Your task – Rewrite the data below with each "instance" changed to "occurrence", keeping everything else as it is. Leave the pictures out of your answer.

** Begin Record extracts **

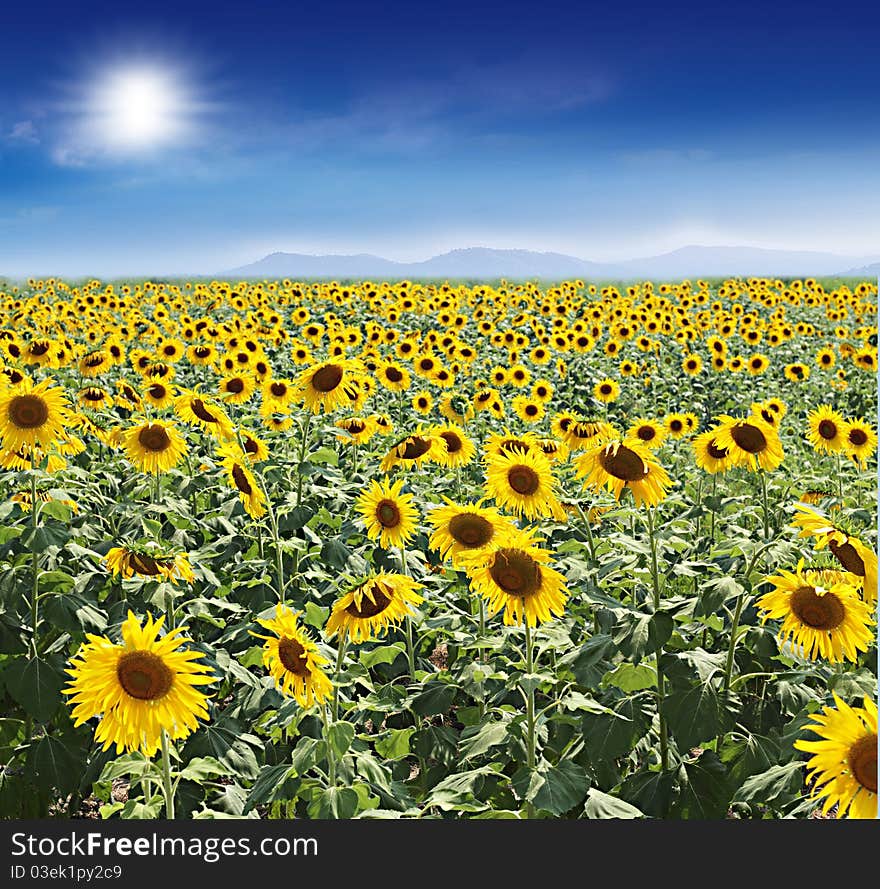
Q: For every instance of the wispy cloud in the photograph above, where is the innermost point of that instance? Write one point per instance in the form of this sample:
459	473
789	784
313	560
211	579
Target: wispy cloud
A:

** End Record extracts **

Result for this task –
Q: For every occurrence of the wispy cloud in the photograph above, where is the innermost point of that occurrence? Write one point per occurrence in the form of this sample:
459	473
789	784
313	560
211	579
Target: wispy cloud
A:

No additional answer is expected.